- AIM OF THE EXERCISE:
Format all of the data below as a JSON list of strings, with one string for each line and no blank lines. Leave out any pictures.
┄┄┄┄┄┄┄┄┄┄
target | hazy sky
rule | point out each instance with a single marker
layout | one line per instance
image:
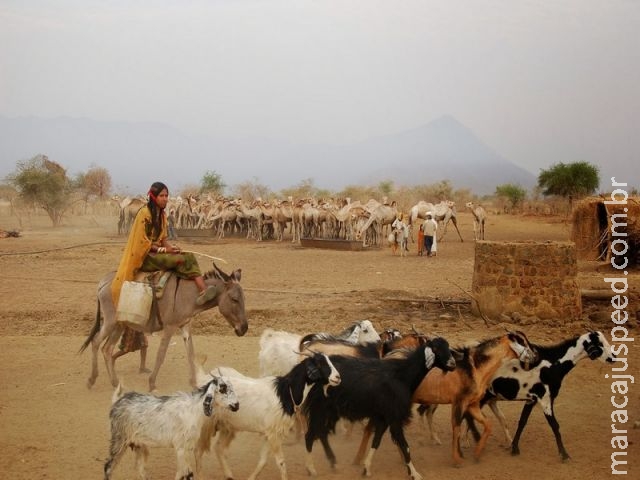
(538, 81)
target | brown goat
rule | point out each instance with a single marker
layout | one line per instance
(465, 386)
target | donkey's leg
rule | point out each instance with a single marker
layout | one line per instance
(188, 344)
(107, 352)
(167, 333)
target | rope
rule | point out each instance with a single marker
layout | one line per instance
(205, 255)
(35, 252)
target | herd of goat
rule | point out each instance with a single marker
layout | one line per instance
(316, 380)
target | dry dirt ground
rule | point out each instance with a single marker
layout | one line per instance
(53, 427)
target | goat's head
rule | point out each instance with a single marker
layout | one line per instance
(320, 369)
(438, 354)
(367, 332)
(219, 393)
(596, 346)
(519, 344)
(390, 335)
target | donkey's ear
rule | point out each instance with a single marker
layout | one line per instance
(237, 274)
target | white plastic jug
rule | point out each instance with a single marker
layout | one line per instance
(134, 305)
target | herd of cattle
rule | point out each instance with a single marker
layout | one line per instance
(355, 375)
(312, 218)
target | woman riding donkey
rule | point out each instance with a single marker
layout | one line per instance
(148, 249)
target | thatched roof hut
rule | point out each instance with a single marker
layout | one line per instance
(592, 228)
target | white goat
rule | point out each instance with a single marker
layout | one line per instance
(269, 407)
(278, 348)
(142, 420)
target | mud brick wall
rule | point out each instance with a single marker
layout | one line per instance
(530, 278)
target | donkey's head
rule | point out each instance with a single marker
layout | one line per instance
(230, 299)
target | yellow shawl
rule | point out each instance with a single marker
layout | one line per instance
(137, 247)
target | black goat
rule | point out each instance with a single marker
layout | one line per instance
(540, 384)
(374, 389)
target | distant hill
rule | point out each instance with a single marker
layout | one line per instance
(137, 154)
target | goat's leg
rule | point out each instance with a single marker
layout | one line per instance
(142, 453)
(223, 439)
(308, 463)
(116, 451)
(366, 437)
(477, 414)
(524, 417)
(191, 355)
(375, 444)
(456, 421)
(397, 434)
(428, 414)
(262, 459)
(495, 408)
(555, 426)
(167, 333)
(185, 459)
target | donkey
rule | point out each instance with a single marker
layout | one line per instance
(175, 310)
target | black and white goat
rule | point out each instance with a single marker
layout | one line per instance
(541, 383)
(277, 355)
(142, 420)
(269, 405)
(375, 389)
┄┄┄┄┄┄┄┄┄┄
- ANSWER TO THIS EXERCISE:
[
  "target | hazy sky",
  "rule | point out each instance with a single marker",
  "layout | one line per instance",
  "image:",
  "(538, 81)",
  "target | brown goat",
  "rule | point out each instance with a single marker",
  "layout | one line per instance",
  "(465, 386)",
  "target | donkey's leg",
  "rule | point out each instance with a single marker",
  "layout | one line per instance",
  "(188, 344)",
  "(107, 352)",
  "(167, 333)",
  "target | rope",
  "rule | point out each instance with a single marker",
  "layout | one line per instance",
  "(205, 255)",
  "(35, 252)",
  "target | herd of goat",
  "rule | point out each instance with a single marker",
  "layout | one line per instance",
  "(316, 380)",
  "target | dry dirt ground",
  "rule | point out each instance with a single marker",
  "layout | one line per instance",
  "(53, 427)",
  "target | goat's head",
  "rule | point out each instance with a single marker",
  "layout | one line per instance",
  "(320, 369)",
  "(438, 354)",
  "(367, 332)",
  "(219, 393)",
  "(596, 346)",
  "(519, 344)",
  "(390, 335)",
  "target | donkey's ear",
  "rule | point out each instance with a single marker",
  "layout | one line per instance",
  "(237, 274)",
  "target | white plastic jug",
  "rule | point out each instance with a single marker",
  "layout | one line per instance",
  "(134, 305)",
  "target | herd of cattle",
  "rule | point out each instance with a single marker",
  "layout | one line per instance",
  "(355, 375)",
  "(312, 218)",
  "target | woman riding donkey",
  "rule | point out each instance with a single marker",
  "layout | one line per instance",
  "(148, 249)",
  "target | thatched roof hut",
  "rule | point out each instance with a single marker",
  "layout | one line per instance",
  "(592, 228)",
  "target | white goat",
  "rule | point out each instance with a single marker",
  "layout | one line per instance",
  "(269, 407)",
  "(278, 348)",
  "(142, 420)",
  "target | mud brick wall",
  "rule | point out each instance with a single marker",
  "layout | one line per instance",
  "(530, 278)",
  "target | donkey's head",
  "rule | point out each instance with a single marker",
  "layout | one line per instance",
  "(230, 299)",
  "target | yellow shawl",
  "rule | point out each instance with a single marker",
  "layout | one line per instance",
  "(137, 247)",
  "target | black goat",
  "rule | point out each instance with a single marker",
  "layout | one line per instance",
  "(540, 384)",
  "(374, 389)",
  "target | distant hill",
  "rule | point out each instance with a single marker",
  "layout | one line per instance",
  "(137, 154)",
  "target | goat's leg",
  "rule | point out each instance with a single marker",
  "layout | one line per instance",
  "(142, 453)",
  "(223, 439)",
  "(308, 463)",
  "(116, 451)",
  "(366, 437)",
  "(477, 414)",
  "(524, 417)",
  "(191, 355)",
  "(375, 444)",
  "(456, 421)",
  "(397, 434)",
  "(428, 414)",
  "(262, 459)",
  "(495, 408)",
  "(555, 426)",
  "(167, 333)",
  "(185, 459)",
  "target | donkey",
  "rule | point out each instance with a single marker",
  "layout | one line per instance",
  "(175, 310)",
  "target | black and white goat",
  "rule | point out each instance with a single marker",
  "layout | one line per instance",
  "(541, 383)",
  "(277, 355)",
  "(142, 420)",
  "(269, 405)",
  "(375, 389)"
]